◆ **Instructions to follow**: Please rewrite all the records below with each "retail shelf audit" replaced by "store shelf check" and everything else unchanged. Leave the pictures out of your answer.

Recorded data

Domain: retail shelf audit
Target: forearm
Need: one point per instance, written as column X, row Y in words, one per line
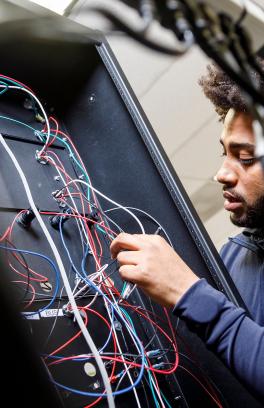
column 226, row 330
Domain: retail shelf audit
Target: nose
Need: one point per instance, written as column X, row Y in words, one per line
column 226, row 175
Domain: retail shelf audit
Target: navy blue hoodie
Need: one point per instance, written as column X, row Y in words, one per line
column 226, row 330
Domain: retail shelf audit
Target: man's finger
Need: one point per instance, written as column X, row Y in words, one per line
column 128, row 258
column 130, row 273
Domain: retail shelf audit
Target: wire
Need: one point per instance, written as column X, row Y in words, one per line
column 54, row 249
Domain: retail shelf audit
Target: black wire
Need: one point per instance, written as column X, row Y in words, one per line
column 121, row 25
column 217, row 56
column 26, row 267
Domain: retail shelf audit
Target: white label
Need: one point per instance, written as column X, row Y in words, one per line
column 44, row 313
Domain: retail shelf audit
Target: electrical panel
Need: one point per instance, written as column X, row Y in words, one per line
column 90, row 161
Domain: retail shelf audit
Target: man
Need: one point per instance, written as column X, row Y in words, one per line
column 155, row 267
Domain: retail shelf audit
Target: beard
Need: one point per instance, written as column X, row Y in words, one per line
column 253, row 216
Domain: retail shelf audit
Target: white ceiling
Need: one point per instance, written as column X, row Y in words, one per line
column 179, row 113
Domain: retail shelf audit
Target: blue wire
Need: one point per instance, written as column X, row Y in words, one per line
column 141, row 372
column 24, row 251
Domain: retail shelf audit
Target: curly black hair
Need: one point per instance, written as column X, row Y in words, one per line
column 225, row 93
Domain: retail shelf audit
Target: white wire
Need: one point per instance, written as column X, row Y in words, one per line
column 108, row 199
column 54, row 249
column 42, row 110
column 78, row 220
column 150, row 216
column 121, row 354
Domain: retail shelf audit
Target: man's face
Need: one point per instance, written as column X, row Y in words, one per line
column 241, row 174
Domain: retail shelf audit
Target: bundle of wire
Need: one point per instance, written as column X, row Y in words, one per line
column 79, row 201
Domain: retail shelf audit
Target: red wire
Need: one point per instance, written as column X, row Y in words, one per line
column 20, row 260
column 33, row 292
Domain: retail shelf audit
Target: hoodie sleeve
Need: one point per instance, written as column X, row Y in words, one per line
column 227, row 331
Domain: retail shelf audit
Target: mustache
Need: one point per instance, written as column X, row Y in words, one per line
column 234, row 193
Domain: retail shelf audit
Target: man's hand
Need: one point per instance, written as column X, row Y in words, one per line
column 150, row 262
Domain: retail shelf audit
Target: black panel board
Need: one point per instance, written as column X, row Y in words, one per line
column 125, row 162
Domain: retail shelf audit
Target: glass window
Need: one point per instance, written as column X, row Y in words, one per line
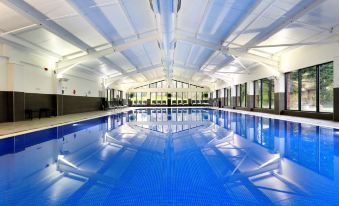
column 229, row 97
column 238, row 95
column 292, row 99
column 326, row 87
column 272, row 94
column 243, row 94
column 265, row 93
column 308, row 89
column 257, row 93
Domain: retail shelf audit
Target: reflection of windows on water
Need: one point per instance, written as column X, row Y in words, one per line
column 311, row 147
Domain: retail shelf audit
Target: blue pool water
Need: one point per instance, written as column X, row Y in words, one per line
column 172, row 157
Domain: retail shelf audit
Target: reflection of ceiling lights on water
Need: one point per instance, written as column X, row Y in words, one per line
column 62, row 159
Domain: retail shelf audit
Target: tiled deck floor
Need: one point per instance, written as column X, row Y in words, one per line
column 16, row 128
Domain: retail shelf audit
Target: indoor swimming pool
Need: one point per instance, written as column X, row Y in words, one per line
column 172, row 156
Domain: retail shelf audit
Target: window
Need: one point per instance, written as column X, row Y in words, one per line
column 257, row 94
column 308, row 78
column 326, row 87
column 272, row 94
column 238, row 103
column 229, row 97
column 292, row 100
column 310, row 89
column 264, row 93
column 243, row 96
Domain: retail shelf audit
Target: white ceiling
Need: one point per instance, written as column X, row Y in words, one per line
column 63, row 28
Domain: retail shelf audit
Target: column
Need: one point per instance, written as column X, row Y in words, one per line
column 279, row 94
column 233, row 96
column 336, row 89
column 250, row 95
column 16, row 96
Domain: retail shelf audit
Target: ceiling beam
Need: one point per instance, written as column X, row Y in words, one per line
column 234, row 28
column 85, row 13
column 26, row 44
column 97, row 54
column 39, row 18
column 229, row 51
column 112, row 79
column 293, row 14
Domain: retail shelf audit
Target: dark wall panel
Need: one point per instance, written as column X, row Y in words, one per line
column 3, row 106
column 19, row 106
column 336, row 104
column 76, row 104
column 38, row 101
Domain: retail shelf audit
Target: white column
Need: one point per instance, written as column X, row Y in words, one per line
column 3, row 74
column 336, row 72
column 279, row 84
column 15, row 77
column 250, row 88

◆ **Correct result**:
Domain: store shelf check
Target: forearm
Need: one point per instance, written as column X, row Y in words, one per line
column 226, row 330
Domain: store shelf check
Target: nose
Need: one point per instance, written as column X, row Y in words, one per line
column 226, row 175
Domain: store shelf check
Target: navy blue hoodie
Need: one point per instance, written as column X, row Y in words, one per line
column 226, row 330
Domain: store shelf check
Target: man's finger
Need: one point per instance, written as column X, row Y in words, one per line
column 128, row 258
column 130, row 273
Domain: store shelf check
Target: wire
Need: one point per instance, written as column X, row Y in words, one per line
column 54, row 249
Domain: store shelf check
Target: black wire
Need: one point per instance, written as column X, row Y in words, one per line
column 121, row 25
column 217, row 56
column 26, row 267
Domain: store shelf check
Target: white label
Need: one point per instance, written as column X, row Y in words, one per line
column 44, row 313
Domain: store shelf check
Target: electrical panel
Need: one point per instance, written as column X, row Y in words, one per line
column 90, row 161
Domain: store shelf check
Target: man
Need: one point per instance, written as column X, row Y in words, one per line
column 155, row 267
Domain: store shelf check
Target: beard
Need: one point per instance, written as column X, row Y in words, one per line
column 253, row 216
Domain: store shelf check
Target: white ceiling
Need: one point per instance, written as column X, row Y in words, one per line
column 179, row 113
Domain: store shelf check
Target: blue wire
Need: one point per instance, written as column X, row Y in words, one per line
column 141, row 372
column 24, row 251
Domain: store shelf check
Target: curly black hair
Need: one point per instance, written as column X, row Y in words, one per line
column 225, row 93
Domain: store shelf check
Target: white wire
Need: one point per instance, written as column X, row Y in words, one per line
column 108, row 199
column 54, row 249
column 42, row 110
column 78, row 220
column 150, row 216
column 121, row 354
Domain: store shelf check
Target: man's face
Need: one point per instance, written as column X, row Y in words, one per line
column 241, row 174
Domain: store shelf check
Target: bundle of wire
Need: one point per instance, written as column X, row Y in words, one per line
column 79, row 201
Domain: store shelf check
Target: red wire
Need: one point per instance, written as column X, row Y in words, one per line
column 20, row 260
column 33, row 292
Domain: store shelf check
Target: hoodie sleeve
Need: one point per instance, written as column X, row Y in words, one per line
column 227, row 331
Domain: store shelf check
Target: mustache
Need: one point per instance, written as column X, row Y in words, one per line
column 234, row 193
Domain: store shelf check
Target: man's hand
Need: one point per instance, written as column X, row Y in words, one per line
column 150, row 262
Domain: store shelf check
Target: black panel board
Need: one point per instance, written as column X, row Y in words, one per line
column 125, row 162
Domain: store shelf check
Target: glass window
Need: one point per instance, written as column X, row Y in words, one per line
column 229, row 97
column 238, row 95
column 292, row 99
column 326, row 87
column 272, row 94
column 243, row 94
column 265, row 93
column 308, row 89
column 257, row 93
Domain: store shelf check
Target: reflection of windows on water
Need: one point per instance, written as column X, row Y in words, one per line
column 311, row 147
Domain: store shelf check
Target: blue pool water
Need: one point per instance, written as column X, row Y in words, one per line
column 172, row 157
Domain: store shelf check
Target: reflection of ceiling lights on water
Need: one point per instance, written as column X, row Y in words, one per line
column 62, row 159
Domain: store shelf check
Target: tiled deck floor
Need: one point per instance, written as column X, row Y in words, one per line
column 16, row 128
Domain: store shelf check
Target: indoor swimming pool
Need: one point per instance, written as column X, row Y in words, one per line
column 172, row 156
Domain: store shelf check
Target: window
Need: one point per instance, written as column X, row Y in words, one per line
column 257, row 94
column 308, row 78
column 326, row 87
column 272, row 94
column 238, row 103
column 229, row 97
column 292, row 100
column 310, row 89
column 264, row 93
column 243, row 96
Domain: store shelf check
Target: white ceiling
Need: one point per instance, written as column X, row Y in words, one per line
column 63, row 28
Domain: store shelf check
Target: column
Need: one point per instance, written as column X, row Y in words, one per line
column 279, row 94
column 233, row 96
column 336, row 89
column 250, row 95
column 16, row 96
Domain: store shelf check
Target: ceiling beam
Need: one point per instance, written as column X, row Y in words, one per line
column 234, row 28
column 85, row 13
column 26, row 44
column 97, row 54
column 39, row 18
column 229, row 51
column 112, row 79
column 293, row 14
Domain: store shelf check
Target: dark wall panel
Need: one point per instance, written as column X, row Y in words, one per line
column 3, row 106
column 19, row 106
column 336, row 104
column 76, row 104
column 38, row 101
Domain: store shelf check
Target: white column
Need: one point per instance, written as column X, row Y in words, one per line
column 3, row 74
column 336, row 72
column 279, row 84
column 15, row 77
column 250, row 88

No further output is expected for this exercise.